▶ _Aim_
Please pick out every line in the records below that contains the word "fence" and copy each one.

** START **

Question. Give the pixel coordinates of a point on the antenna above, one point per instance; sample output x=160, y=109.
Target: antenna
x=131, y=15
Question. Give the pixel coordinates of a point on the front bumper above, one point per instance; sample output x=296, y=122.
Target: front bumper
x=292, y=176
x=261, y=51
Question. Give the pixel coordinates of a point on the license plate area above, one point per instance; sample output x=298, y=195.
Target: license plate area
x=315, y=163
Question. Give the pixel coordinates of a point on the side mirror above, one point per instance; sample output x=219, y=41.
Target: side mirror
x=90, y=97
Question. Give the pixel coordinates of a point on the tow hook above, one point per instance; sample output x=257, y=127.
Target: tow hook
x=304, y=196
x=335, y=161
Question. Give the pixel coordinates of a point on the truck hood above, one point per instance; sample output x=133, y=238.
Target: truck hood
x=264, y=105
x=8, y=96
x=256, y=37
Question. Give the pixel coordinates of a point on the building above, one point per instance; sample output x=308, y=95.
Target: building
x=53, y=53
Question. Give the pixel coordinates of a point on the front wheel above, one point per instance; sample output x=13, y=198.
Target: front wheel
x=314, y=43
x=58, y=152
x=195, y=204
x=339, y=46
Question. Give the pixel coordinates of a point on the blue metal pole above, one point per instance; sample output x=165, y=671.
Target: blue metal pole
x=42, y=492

** END **
** START **

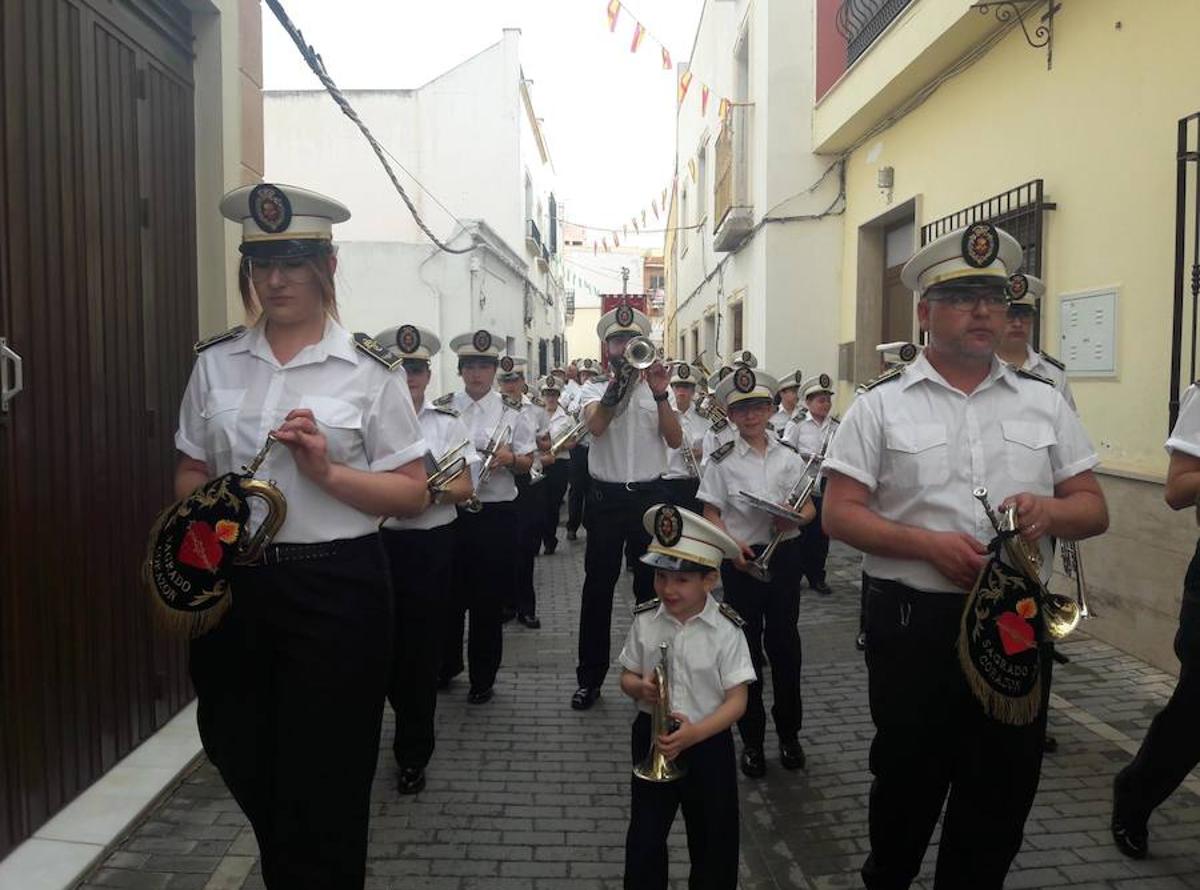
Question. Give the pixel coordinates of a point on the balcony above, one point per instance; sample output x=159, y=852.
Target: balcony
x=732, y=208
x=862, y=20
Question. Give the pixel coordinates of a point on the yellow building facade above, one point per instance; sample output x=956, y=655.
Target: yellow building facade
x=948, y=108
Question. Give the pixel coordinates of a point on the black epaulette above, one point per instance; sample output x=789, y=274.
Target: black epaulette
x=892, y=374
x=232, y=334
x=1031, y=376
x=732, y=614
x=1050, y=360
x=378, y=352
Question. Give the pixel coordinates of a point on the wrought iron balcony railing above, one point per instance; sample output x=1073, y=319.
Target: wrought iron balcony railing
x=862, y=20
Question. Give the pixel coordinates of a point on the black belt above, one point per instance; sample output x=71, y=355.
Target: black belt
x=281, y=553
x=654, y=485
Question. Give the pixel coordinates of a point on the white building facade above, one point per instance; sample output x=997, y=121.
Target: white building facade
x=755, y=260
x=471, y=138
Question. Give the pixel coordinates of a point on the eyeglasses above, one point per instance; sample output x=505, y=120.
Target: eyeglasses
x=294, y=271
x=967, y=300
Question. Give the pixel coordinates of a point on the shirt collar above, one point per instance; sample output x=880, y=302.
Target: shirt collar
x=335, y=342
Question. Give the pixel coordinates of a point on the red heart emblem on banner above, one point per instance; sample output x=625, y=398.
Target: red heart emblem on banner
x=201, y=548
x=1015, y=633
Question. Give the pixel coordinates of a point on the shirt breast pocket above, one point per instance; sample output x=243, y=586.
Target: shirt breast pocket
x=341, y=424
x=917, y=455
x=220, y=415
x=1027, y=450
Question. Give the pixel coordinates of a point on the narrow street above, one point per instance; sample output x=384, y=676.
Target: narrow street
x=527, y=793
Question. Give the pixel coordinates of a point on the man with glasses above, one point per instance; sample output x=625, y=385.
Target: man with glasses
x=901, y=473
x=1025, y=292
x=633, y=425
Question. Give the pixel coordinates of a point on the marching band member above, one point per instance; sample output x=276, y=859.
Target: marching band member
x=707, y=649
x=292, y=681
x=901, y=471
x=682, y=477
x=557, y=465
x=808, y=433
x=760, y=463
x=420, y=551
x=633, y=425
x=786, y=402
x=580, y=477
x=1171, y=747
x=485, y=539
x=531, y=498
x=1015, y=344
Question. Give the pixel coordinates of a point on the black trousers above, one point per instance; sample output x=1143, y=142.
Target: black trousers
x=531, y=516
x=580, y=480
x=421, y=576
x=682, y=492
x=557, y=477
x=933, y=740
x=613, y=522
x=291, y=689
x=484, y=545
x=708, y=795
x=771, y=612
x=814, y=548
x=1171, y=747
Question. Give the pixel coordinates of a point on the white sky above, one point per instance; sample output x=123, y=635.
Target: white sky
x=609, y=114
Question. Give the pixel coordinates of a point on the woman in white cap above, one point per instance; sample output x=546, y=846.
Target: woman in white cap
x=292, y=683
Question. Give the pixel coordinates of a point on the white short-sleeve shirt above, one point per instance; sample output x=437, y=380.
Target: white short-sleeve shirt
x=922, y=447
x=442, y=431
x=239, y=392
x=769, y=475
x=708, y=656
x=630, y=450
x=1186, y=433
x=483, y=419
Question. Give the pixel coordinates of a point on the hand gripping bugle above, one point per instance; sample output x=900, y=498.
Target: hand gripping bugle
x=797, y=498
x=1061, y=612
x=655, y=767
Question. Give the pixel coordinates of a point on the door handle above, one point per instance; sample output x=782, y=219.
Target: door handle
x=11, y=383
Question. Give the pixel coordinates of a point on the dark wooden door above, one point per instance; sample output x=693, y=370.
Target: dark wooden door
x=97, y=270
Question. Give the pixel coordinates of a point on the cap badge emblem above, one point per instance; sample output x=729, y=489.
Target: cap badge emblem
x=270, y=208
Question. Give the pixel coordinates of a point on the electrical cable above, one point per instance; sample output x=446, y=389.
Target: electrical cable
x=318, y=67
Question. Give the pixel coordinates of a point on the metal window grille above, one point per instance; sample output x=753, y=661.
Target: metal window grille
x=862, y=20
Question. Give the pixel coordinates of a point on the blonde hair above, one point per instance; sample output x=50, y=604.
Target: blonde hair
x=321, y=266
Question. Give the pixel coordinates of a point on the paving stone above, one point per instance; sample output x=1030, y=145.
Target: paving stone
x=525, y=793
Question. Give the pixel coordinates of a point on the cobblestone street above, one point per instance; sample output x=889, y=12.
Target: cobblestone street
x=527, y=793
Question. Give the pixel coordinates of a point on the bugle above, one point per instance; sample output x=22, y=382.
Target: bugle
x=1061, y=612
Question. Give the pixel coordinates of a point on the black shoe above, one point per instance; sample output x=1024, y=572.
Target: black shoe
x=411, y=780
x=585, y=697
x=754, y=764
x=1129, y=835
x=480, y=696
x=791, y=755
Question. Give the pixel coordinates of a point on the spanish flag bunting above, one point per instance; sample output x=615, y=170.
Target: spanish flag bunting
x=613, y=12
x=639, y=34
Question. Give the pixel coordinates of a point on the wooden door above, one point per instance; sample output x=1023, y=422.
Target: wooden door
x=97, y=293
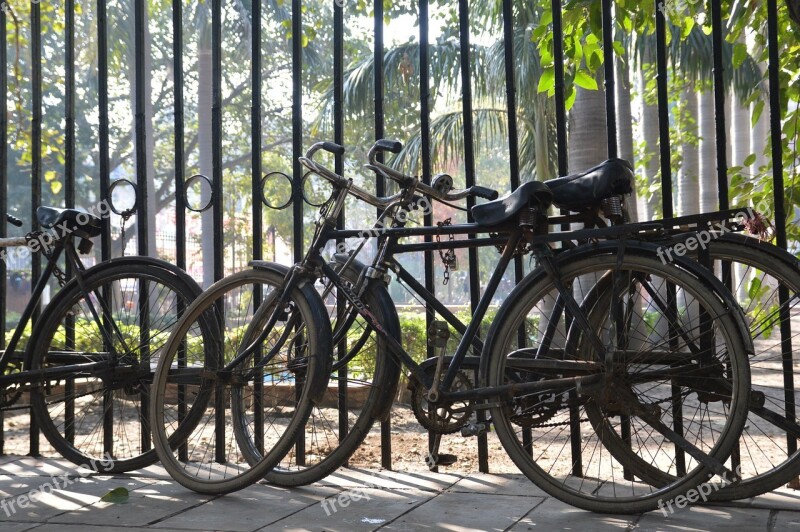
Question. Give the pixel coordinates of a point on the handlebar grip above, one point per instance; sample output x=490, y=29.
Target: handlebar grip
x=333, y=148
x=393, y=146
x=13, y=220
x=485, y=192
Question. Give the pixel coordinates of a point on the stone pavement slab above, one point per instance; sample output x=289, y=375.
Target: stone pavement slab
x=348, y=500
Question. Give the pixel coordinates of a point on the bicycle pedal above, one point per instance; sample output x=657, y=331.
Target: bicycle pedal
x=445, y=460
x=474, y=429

** END **
** START **

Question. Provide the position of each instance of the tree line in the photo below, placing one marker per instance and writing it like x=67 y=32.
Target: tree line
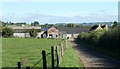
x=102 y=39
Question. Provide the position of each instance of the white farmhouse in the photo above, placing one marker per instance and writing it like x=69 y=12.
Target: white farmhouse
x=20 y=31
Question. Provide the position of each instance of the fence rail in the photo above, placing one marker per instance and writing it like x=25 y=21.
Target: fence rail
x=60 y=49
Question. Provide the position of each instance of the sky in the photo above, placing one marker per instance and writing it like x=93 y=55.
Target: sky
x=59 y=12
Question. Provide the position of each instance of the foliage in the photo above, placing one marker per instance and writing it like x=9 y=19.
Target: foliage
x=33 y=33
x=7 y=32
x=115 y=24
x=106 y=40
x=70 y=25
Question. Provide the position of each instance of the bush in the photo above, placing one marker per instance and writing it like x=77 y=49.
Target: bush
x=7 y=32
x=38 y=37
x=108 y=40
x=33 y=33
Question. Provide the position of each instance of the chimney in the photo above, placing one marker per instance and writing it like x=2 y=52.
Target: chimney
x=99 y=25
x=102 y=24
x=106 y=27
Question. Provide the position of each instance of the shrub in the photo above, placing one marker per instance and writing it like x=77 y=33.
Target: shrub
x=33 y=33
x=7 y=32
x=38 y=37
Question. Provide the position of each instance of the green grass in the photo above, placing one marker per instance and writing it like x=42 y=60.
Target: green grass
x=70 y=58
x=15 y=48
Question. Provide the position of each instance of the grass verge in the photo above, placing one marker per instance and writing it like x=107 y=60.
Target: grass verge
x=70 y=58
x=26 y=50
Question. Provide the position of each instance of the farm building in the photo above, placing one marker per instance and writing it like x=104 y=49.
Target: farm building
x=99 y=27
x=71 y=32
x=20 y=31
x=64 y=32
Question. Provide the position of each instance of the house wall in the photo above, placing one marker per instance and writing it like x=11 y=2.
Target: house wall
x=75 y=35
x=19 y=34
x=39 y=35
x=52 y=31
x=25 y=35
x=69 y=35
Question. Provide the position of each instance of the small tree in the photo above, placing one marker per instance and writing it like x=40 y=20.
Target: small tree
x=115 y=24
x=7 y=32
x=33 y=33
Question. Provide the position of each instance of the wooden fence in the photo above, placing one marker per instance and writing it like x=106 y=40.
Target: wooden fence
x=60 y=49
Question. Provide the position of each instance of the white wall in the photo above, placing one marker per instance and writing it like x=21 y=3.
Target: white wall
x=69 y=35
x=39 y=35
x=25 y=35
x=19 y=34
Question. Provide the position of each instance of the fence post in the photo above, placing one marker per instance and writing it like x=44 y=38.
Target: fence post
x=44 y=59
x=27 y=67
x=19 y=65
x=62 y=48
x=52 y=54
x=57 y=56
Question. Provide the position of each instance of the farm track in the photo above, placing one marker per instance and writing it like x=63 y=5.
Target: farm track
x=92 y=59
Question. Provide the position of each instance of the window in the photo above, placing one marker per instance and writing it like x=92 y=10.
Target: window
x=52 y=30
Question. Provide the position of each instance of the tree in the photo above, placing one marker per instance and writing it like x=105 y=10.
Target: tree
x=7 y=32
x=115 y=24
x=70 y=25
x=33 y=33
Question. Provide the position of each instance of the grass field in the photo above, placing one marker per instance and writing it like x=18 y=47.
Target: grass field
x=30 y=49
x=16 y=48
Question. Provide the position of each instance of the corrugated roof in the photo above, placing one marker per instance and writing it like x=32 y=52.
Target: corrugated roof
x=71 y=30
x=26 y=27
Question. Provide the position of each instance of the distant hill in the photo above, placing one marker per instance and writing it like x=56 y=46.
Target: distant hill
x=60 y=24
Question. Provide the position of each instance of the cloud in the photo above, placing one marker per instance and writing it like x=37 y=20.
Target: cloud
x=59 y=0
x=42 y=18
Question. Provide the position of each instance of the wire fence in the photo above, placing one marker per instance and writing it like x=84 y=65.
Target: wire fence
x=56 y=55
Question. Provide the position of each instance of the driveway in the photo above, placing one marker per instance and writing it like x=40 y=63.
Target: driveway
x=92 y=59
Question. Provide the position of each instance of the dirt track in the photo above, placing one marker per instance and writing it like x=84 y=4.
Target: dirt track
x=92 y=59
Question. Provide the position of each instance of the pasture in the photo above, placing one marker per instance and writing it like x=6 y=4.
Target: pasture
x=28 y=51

** END **

▶ _Full answer_
Question. Provide the position of each instance of the fence rail in the photo above, placing one marker per instance and writing it like x=25 y=21.
Target: fence rail
Question. Provide the position of each instance of the wooden fence in the photo above, placing one marker per instance and writing it like x=106 y=40.
Target: wooden fence
Question. Provide the position of each instance of the fence post in the photo above, placing one marker per instance and writing it like x=44 y=38.
Target: fence post
Question. Provide the position of each instance of the wire fence in the photo above, placing one marker per instance and writing it like x=84 y=65.
Target: wire fence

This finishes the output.